→ WHAT TO WORK ON
List every line below that contains the string "uniform". Count a line only when the letters match in case.

→ DATA FOR THE TASK
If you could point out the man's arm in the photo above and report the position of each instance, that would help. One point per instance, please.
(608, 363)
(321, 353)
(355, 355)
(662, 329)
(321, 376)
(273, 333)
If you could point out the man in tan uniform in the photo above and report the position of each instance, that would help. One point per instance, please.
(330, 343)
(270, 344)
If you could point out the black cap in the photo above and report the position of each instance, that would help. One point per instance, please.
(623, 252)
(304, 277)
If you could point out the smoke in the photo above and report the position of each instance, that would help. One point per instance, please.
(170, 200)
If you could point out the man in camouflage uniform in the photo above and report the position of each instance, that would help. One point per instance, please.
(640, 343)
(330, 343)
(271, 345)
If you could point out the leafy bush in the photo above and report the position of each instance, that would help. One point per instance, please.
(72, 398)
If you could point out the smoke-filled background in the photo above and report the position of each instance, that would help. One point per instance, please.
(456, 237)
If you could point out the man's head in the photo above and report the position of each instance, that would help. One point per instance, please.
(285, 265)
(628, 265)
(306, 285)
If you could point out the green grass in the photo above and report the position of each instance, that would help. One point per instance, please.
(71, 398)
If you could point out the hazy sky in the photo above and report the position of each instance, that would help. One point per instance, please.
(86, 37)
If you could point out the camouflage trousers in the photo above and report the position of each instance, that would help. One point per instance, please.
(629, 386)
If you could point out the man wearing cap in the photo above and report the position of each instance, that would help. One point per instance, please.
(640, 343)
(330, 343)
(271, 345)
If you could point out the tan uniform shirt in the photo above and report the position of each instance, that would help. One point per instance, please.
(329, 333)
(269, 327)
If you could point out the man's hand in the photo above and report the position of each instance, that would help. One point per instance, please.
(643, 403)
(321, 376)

--

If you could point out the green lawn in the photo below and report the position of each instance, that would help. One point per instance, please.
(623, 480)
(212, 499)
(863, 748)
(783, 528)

→ OUTPUT BELOW
If you could point out the man in tan uniform in the photo above and report the position of each instance, that would help. One point per instance, please.
If you could point out the man in camouflage uniform in the photo above and report the position of each instance, that would help. One point per instance, please.
If you could point out the tan uniform shirt in the photo above and report the position of each instance, that would help. One point per instance, please.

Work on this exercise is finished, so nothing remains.